_ACTIVITY_
Every record that follows must be given again exactly.

_ _ _ _ _ _ _

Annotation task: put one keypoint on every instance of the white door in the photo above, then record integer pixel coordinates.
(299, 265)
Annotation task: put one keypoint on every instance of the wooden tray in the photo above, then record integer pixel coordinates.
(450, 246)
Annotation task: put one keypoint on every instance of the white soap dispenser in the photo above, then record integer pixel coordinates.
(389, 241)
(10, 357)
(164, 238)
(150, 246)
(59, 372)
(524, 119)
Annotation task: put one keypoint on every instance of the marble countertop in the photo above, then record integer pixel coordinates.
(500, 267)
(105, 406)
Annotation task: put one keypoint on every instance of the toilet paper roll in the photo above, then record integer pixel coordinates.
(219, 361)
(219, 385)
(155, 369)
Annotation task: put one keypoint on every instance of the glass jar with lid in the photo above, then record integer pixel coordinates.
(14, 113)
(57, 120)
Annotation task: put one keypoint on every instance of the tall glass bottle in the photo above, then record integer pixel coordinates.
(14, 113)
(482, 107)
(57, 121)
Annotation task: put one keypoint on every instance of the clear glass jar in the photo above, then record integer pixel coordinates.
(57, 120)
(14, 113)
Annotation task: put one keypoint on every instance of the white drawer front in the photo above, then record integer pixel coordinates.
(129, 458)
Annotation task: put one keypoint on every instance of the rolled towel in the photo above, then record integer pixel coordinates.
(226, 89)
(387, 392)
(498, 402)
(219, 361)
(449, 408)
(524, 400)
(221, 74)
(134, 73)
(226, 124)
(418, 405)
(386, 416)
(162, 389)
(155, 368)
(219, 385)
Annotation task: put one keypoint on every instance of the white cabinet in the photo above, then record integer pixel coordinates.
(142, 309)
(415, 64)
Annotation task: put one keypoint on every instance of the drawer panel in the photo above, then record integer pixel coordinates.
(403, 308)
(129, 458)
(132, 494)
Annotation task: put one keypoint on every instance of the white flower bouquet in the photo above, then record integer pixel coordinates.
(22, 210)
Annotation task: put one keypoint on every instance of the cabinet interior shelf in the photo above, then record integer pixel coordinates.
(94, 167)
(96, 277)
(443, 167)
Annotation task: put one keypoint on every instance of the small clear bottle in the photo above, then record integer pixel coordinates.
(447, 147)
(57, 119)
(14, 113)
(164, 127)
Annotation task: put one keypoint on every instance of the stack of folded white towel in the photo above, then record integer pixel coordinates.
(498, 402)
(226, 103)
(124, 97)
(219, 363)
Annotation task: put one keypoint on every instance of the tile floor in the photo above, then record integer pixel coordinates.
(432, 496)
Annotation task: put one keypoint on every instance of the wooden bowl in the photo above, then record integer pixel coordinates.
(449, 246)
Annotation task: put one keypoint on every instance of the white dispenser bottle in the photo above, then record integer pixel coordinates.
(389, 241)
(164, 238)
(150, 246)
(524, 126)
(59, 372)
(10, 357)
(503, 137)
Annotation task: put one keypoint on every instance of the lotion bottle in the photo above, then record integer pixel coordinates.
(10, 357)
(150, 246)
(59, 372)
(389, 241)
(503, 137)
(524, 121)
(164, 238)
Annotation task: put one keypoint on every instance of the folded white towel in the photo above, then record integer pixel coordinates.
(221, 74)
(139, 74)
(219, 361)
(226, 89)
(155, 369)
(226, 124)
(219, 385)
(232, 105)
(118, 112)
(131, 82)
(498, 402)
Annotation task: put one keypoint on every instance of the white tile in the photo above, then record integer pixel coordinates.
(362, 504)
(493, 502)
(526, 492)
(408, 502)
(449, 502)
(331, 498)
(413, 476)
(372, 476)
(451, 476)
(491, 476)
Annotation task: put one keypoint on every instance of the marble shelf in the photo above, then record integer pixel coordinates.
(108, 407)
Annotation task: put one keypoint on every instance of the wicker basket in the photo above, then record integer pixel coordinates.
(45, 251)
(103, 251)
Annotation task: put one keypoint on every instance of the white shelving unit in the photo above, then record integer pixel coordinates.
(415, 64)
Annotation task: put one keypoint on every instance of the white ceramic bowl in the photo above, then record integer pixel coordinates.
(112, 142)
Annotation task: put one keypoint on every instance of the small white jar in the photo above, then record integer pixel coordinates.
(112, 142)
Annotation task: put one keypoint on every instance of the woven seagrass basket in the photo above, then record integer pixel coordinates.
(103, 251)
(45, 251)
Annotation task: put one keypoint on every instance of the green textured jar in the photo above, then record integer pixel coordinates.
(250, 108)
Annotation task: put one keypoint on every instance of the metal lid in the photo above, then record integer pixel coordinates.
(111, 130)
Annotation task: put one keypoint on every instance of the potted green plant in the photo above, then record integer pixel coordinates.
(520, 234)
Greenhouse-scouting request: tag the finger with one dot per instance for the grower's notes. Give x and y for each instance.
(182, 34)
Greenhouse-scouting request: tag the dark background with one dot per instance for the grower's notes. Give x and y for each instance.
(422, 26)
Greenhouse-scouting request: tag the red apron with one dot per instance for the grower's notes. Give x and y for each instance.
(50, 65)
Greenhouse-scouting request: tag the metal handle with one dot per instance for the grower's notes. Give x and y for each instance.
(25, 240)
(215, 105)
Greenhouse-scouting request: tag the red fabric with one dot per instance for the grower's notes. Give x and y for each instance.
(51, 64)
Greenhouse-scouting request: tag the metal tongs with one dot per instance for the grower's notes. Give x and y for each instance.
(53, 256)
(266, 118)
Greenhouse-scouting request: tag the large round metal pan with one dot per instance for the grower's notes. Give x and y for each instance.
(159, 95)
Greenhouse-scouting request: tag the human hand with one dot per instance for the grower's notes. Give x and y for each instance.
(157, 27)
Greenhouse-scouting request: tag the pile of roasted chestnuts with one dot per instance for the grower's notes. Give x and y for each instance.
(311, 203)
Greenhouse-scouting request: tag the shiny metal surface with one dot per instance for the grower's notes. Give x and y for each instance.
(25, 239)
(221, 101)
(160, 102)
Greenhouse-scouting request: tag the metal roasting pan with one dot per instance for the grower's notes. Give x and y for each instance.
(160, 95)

_ _ _ _ _ _ _

_EXERCISE RESULT_
Annotation task: put one keypoint on every instance of the white door in the photo above, then record integer pixel coordinates.
(299, 265)
Annotation task: put one keypoint on every instance of the wooden tray in the photo above, then record integer pixel coordinates.
(450, 246)
Annotation task: put one keypoint on every instance of the white soap dispenser in the photo above, then record integer pixel coordinates.
(389, 241)
(10, 357)
(164, 238)
(150, 246)
(59, 372)
(524, 119)
Annotation task: put one keypoint on every instance of the marble countertop in the photo above, then record integer pixel coordinates.
(500, 267)
(105, 406)
Annotation task: put one keypoint on every instance of the toilet paper roll in the photo above, then record integer pixel coordinates.
(219, 361)
(219, 385)
(155, 369)
Annotation task: put one keypoint on every instance of the glass jar with lid in the photo above, then record integer pixel coordinates.
(14, 113)
(57, 120)
Annotation task: put one keypoint on every instance of the tall glass bottle in the photo above, then record integer pixel coordinates.
(14, 113)
(482, 107)
(57, 121)
Annotation task: put one keypoint on every instance of the clear glass jar in the photo above, then record integer pixel coordinates.
(57, 120)
(14, 113)
Annotation task: put one keypoint on every instance of the white drawer front in the photo above, then record integer pixel coordinates.
(129, 458)
Annotation task: put one keypoint on every instance of the rolled towel in the photo above, then record integer pixel coordinates.
(226, 89)
(387, 392)
(498, 402)
(219, 361)
(449, 408)
(524, 400)
(221, 74)
(134, 73)
(226, 124)
(418, 405)
(386, 416)
(162, 389)
(155, 368)
(219, 385)
Annotation task: put one keypoint on every instance of the white cabinet in the photo above, then record integer pixel coordinates.
(142, 309)
(415, 64)
Annotation task: put one keypoint on every instance of the drawer panel in the photo above, then record integer pixel coordinates.
(403, 308)
(129, 458)
(132, 494)
Annotation task: put one keypoint on every instance of the white flower bouquet in the photo above, then record integer pixel coordinates.
(22, 210)
Annotation task: put one keypoint on every instance of the cabinet interior shelf in the photo above, then record integer pixel coordinates.
(94, 167)
(96, 277)
(443, 167)
Annotation task: put one keypoint on every instance of the small clear bottle in the photo above, then record integer pixel coordinates.
(447, 147)
(57, 119)
(14, 113)
(164, 127)
Annotation task: put one keypoint on every instance of the stack of folded white towel in the photo above, then record integer pixel coordinates.
(498, 402)
(226, 103)
(124, 97)
(219, 363)
Annotation task: put one keypoint on every instance of the tile floor in the photo above, then record integer pixel coordinates.
(432, 496)
Annotation task: put one keypoint on every instance of the wooden bowl in the photo above, then record integer pixel coordinates.
(449, 246)
Annotation task: put one keypoint on every instance of the white dispenser bottle in the photo above, then record integer pixel coordinates.
(389, 241)
(164, 238)
(150, 246)
(524, 126)
(59, 372)
(10, 357)
(503, 137)
Annotation task: put one keypoint on every instance of the lotion bottle in the photo above, then record integer pixel coordinates.
(10, 357)
(150, 246)
(59, 372)
(389, 241)
(503, 137)
(524, 121)
(164, 238)
Annotation task: put one keypoint on every instance of the folded white towel in the photo above, then record integer pixel coordinates.
(221, 74)
(139, 74)
(219, 361)
(226, 89)
(155, 369)
(226, 124)
(219, 385)
(232, 105)
(118, 112)
(131, 82)
(498, 402)
Annotation task: put one keypoint on every instance of the white tile in the photo above, then record integer pixel coordinates.
(362, 504)
(493, 502)
(526, 492)
(408, 502)
(449, 502)
(331, 498)
(413, 476)
(372, 476)
(451, 476)
(491, 476)
Annotation task: put one keypoint on every instance of the marble shelf in the photo above, then record integer pixel coordinates.
(108, 407)
Annotation task: put one keypoint on every instance of the wicker basket in the photo above, then record integer pixel coordinates.
(45, 251)
(103, 251)
Annotation task: put one keypoint on every instance of the white shelving unit in the photo above, then record integer pixel coordinates.
(415, 64)
Annotation task: put one keypoint on every instance of the white ceramic bowl in the photo above, then record integer pixel coordinates.
(112, 142)
Annotation task: put one keypoint on every instance of the small white jar in the photo above, then record integer pixel coordinates.
(112, 142)
Annotation task: put one keypoint on every instance of the woven seagrass basket in the photo above, then record integer pixel coordinates.
(103, 251)
(45, 251)
Annotation task: put one keypoint on every instance of the green textured jar in the photo above, then record integer pixel coordinates.
(250, 108)
Annotation task: put one keypoint on every instance of the metal lid in the photo above, then record integer pixel coordinates.
(111, 130)
Annotation task: put one keypoint on every instance of the potted green plant in the photo above, then record integer pixel coordinates.
(520, 234)
Greenhouse-scouting request: tag the finger with one dot per instance for the grower's notes. Give x and y for each instance.
(182, 34)
Greenhouse-scouting request: tag the dark background with one dot per instance for the grower's notes. Give x and y for each instance.
(422, 26)
Greenhouse-scouting request: tag the red apron with one dot per instance for the grower's notes. Give x and y for each instance.
(50, 65)
Greenhouse-scouting request: tag the metal handle with one dot per instance for the grower's notes. Give x and y for each instance.
(25, 240)
(215, 105)
Greenhouse-scouting request: tag the red fabric with one dot per instance for the grower's notes. Give x and y for each instance.
(51, 64)
Greenhouse-scouting request: tag the metal tongs with one dot per instance for the grower's notes. Give x and y for each instance.
(53, 256)
(266, 118)
Greenhouse-scouting request: tag the large round metal pan with one dot per instance for the grower's notes. Give x and y for each instance.
(159, 95)
Greenhouse-scouting request: tag the human hand with one dot per instance for the grower's notes. Give x and y for each instance.
(157, 27)
Greenhouse-scouting request: tag the pile of roasted chestnuts with one dot per instance for the grower's notes. Give x and y for each instance.
(311, 203)
Greenhouse-scouting request: tag the shiny metal surface with one dot per instance for the grower's notes. Give x and y for each instance.
(25, 239)
(221, 101)
(160, 102)
Greenhouse-scouting request: tag the metal roasting pan with one dot per instance for the grower's notes. Give x and y for each instance.
(160, 95)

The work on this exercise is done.